= Beginning of Section =

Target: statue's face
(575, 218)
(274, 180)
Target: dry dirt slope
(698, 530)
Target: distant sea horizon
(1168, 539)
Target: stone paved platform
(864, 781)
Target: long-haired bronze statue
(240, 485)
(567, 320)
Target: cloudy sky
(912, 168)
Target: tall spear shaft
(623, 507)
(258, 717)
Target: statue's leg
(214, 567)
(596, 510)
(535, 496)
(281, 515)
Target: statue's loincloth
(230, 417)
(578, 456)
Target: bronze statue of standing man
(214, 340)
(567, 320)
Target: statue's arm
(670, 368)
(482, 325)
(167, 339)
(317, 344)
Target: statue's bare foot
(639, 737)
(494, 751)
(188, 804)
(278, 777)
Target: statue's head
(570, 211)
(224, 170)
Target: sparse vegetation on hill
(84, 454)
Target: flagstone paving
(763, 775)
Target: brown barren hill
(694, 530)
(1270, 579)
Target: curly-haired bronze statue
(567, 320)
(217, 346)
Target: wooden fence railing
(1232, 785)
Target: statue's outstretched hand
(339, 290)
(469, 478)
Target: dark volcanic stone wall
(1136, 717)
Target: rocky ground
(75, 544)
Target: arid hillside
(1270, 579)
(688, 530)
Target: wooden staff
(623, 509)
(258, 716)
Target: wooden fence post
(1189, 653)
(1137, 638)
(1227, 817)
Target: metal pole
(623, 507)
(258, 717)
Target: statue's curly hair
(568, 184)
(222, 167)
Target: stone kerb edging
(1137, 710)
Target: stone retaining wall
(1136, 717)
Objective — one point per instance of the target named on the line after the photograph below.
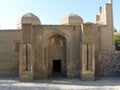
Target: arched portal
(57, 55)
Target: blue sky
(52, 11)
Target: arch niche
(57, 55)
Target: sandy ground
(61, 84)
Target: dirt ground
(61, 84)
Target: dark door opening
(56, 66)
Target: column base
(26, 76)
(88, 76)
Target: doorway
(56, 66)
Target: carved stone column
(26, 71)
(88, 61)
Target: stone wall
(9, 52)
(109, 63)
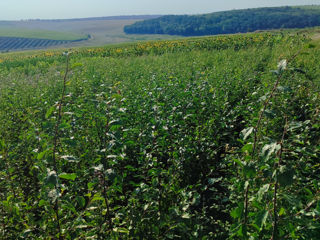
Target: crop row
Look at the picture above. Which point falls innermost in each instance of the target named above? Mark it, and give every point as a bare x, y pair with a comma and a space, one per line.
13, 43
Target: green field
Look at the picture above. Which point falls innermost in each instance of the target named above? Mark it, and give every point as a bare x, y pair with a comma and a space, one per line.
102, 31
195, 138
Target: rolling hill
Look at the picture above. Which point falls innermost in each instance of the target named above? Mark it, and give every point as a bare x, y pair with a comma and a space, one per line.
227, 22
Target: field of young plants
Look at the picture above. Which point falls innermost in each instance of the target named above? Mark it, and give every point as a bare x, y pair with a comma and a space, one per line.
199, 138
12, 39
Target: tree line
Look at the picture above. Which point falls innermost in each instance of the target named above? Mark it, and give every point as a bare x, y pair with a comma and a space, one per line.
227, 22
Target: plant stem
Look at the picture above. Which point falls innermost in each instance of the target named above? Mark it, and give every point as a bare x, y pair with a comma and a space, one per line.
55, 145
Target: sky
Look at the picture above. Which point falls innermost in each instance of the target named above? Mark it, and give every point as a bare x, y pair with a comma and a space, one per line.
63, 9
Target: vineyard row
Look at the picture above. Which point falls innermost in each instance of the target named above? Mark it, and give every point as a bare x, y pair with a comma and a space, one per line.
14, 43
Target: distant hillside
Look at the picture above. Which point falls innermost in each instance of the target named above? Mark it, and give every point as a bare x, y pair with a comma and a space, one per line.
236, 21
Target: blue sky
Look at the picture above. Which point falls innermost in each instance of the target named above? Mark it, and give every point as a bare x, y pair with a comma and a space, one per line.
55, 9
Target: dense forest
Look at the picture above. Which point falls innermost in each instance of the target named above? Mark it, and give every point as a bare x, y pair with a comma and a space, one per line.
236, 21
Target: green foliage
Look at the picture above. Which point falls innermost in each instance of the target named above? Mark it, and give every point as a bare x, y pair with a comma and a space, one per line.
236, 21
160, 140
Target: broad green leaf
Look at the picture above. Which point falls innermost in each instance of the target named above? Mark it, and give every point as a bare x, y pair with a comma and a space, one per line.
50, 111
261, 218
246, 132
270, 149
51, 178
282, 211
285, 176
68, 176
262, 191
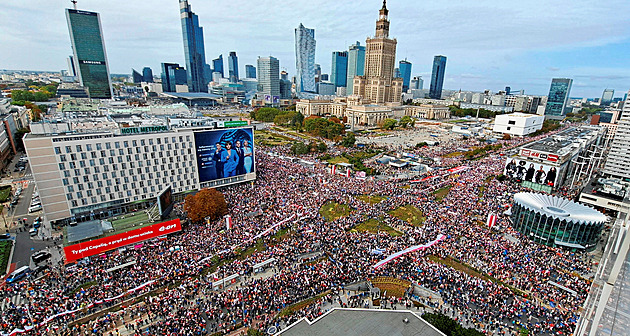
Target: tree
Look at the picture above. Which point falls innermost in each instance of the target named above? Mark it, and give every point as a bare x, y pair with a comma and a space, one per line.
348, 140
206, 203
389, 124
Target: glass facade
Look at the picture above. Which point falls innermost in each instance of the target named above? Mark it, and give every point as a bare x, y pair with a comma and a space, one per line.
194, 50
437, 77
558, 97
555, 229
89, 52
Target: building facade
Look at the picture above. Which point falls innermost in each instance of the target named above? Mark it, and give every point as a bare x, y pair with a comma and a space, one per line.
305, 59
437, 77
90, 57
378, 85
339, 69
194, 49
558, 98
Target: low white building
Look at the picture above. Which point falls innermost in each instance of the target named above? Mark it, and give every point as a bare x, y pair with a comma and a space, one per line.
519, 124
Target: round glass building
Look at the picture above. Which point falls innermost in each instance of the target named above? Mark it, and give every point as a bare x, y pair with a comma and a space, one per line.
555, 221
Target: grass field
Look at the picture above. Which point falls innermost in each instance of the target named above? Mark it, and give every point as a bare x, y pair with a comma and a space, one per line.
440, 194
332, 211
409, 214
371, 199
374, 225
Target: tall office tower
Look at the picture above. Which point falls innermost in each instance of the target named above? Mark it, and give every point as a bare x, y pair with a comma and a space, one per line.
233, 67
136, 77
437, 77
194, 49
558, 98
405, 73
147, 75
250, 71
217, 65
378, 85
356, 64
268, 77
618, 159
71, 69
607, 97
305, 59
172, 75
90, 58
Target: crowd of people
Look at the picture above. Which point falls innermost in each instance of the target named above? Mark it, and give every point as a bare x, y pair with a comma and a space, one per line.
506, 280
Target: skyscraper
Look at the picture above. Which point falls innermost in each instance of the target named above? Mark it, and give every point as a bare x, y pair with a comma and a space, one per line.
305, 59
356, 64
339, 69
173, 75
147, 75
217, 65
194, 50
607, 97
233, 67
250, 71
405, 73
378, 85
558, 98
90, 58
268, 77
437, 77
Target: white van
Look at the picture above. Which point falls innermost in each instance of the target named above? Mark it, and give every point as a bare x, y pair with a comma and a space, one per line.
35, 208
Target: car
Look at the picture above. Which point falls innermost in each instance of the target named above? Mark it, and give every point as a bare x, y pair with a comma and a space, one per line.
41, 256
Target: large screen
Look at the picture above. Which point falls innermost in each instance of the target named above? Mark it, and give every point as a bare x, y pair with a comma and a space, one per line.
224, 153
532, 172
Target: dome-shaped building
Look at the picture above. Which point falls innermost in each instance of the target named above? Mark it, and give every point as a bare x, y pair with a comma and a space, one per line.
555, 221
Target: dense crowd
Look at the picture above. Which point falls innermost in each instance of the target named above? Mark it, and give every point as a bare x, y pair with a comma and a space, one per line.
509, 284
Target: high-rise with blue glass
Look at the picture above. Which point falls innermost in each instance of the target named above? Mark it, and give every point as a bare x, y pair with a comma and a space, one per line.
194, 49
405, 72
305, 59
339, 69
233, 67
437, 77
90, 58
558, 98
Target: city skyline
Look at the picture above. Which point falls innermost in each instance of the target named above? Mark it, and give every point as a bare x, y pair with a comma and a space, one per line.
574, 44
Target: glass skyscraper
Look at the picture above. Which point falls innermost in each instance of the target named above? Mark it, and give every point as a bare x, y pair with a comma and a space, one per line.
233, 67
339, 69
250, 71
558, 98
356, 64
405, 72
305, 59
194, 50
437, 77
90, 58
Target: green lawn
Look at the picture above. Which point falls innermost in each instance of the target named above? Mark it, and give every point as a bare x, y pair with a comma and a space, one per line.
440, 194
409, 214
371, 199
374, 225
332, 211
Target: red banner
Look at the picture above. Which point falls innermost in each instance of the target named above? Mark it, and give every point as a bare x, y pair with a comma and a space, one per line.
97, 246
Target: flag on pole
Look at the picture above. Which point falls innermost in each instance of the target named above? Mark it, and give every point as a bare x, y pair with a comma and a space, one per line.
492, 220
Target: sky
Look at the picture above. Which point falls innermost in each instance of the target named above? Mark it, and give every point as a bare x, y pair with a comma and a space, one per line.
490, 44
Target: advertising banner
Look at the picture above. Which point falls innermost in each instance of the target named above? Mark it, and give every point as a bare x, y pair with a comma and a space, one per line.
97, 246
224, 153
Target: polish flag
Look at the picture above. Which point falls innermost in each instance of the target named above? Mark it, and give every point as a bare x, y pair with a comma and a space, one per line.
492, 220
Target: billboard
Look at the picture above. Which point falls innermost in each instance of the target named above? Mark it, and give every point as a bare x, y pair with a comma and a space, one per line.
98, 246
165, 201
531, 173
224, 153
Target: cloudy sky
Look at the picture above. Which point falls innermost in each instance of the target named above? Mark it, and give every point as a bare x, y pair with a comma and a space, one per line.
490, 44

= End of Section =
= Beginning of Section =

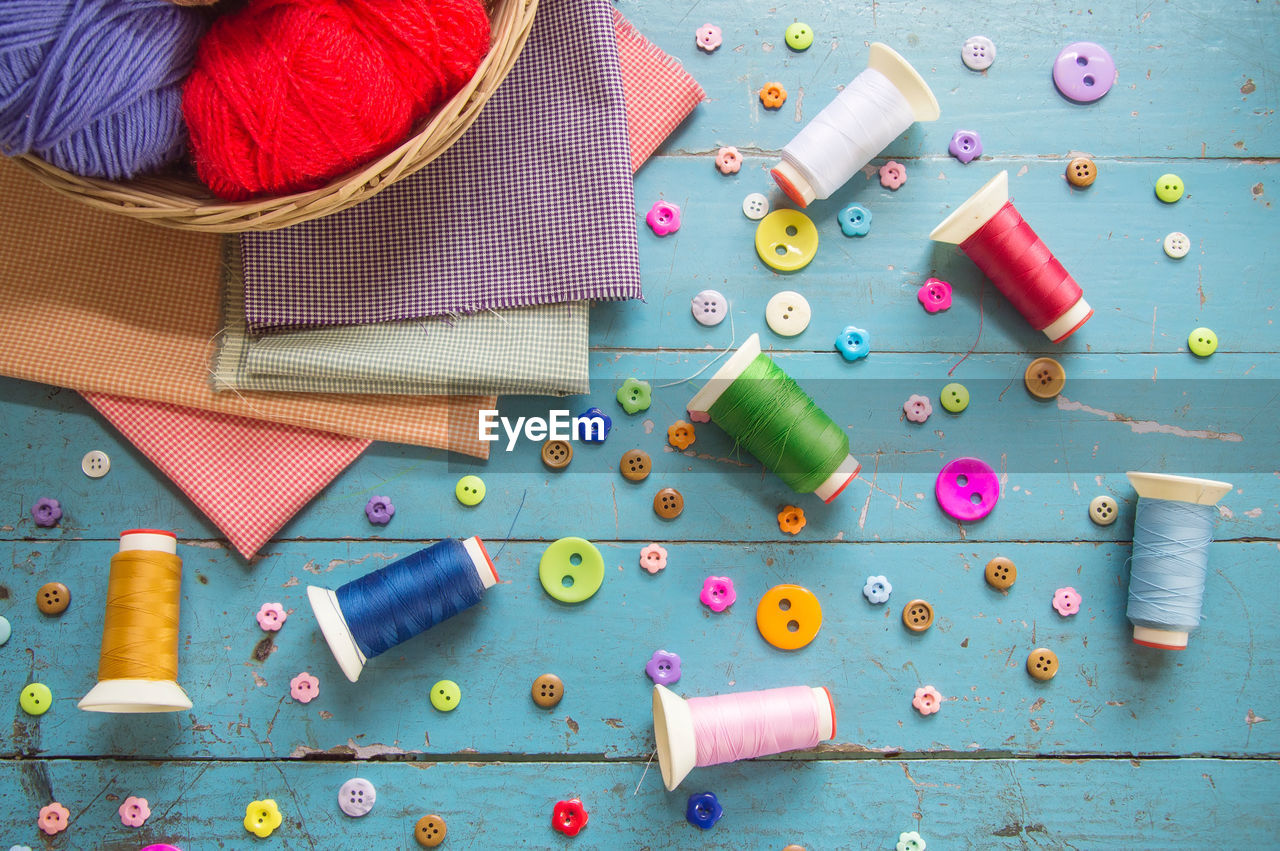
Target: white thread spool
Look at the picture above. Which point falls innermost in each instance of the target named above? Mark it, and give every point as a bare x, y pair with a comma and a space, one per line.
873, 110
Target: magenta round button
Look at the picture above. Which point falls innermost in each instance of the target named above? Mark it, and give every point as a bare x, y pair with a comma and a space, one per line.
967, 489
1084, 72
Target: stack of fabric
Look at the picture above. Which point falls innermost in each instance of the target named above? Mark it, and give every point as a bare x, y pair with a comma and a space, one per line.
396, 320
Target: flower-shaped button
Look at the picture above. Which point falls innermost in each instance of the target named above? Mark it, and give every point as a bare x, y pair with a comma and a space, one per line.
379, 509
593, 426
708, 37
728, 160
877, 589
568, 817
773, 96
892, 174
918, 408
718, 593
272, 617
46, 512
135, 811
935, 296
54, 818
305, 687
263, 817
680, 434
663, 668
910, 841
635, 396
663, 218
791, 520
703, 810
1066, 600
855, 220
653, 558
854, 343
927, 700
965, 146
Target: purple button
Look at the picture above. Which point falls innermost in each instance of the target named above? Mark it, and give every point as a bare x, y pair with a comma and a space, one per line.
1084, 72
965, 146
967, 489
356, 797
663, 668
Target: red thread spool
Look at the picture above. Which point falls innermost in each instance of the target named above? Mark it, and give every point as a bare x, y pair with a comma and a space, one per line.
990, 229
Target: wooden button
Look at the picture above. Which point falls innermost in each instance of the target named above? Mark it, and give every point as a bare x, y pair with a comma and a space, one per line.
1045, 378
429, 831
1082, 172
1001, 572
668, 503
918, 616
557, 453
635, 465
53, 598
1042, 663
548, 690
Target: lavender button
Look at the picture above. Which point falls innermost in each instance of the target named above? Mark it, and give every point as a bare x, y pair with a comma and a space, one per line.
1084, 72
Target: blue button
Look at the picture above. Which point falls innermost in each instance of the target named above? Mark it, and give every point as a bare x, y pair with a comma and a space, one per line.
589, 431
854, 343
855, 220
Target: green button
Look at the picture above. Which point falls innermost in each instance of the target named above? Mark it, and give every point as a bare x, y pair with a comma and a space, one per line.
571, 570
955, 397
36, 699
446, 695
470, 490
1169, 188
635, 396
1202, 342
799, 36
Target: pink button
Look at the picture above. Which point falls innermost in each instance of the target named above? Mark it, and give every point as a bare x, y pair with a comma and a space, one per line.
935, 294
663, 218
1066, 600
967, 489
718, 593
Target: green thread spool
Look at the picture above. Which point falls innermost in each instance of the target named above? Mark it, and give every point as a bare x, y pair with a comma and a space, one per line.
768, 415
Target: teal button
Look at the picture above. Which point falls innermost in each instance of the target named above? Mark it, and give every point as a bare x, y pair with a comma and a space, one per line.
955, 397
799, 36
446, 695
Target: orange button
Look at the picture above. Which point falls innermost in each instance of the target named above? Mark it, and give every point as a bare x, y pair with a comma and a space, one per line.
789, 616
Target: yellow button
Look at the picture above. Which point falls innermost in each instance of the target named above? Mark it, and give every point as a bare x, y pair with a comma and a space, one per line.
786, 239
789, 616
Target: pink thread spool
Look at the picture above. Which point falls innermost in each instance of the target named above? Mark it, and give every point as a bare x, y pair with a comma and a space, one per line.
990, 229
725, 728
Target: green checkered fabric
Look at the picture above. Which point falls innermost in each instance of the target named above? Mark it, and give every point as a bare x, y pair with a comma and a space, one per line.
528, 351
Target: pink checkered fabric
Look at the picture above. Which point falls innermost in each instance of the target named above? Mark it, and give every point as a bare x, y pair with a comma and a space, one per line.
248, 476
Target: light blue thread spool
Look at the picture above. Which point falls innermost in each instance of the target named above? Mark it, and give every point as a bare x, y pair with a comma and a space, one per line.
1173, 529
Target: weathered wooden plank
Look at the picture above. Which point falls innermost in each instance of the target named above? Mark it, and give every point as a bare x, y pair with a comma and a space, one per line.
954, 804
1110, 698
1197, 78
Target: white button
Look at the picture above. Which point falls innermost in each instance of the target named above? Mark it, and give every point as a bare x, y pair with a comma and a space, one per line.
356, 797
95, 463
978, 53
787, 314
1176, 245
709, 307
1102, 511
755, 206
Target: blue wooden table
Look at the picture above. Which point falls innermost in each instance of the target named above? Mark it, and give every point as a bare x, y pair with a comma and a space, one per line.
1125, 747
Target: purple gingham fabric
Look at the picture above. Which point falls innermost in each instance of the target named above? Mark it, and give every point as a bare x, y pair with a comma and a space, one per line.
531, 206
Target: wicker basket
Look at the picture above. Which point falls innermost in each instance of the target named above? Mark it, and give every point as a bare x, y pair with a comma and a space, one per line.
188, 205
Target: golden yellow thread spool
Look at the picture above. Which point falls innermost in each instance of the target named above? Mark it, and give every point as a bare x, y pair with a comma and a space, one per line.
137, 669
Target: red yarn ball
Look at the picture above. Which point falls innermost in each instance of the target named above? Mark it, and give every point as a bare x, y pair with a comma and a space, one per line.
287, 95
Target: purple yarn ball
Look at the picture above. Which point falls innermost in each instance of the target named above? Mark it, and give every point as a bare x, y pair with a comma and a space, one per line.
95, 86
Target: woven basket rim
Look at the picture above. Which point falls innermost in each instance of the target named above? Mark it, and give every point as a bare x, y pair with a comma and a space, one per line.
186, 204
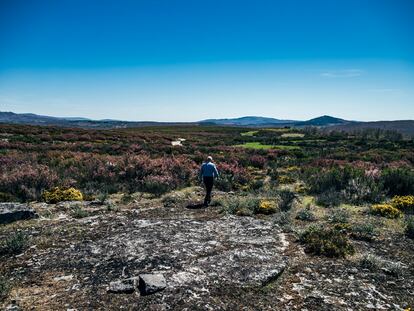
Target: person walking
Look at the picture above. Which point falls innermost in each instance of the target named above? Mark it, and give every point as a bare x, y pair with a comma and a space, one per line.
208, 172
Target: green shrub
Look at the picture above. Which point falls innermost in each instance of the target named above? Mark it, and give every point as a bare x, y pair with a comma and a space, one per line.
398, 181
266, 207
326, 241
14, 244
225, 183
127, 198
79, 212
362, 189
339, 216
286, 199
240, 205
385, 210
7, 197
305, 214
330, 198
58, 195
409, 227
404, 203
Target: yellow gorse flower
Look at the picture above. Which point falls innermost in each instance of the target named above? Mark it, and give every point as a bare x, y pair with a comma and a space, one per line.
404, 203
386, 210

= End of Section =

Could you reproduce exactly the lines of the entries above, from the one with "Target: city skyline" through the one with "Target: glass skyscraper", and nothing else?

*Response area*:
Target: city skyline
Look at the picture above. Which point falls innermost in each instance of the target named above? Mark it, and give every point as a bare x, y pair with a comma and a space, one per line.
574, 44
Target: glass skyscraper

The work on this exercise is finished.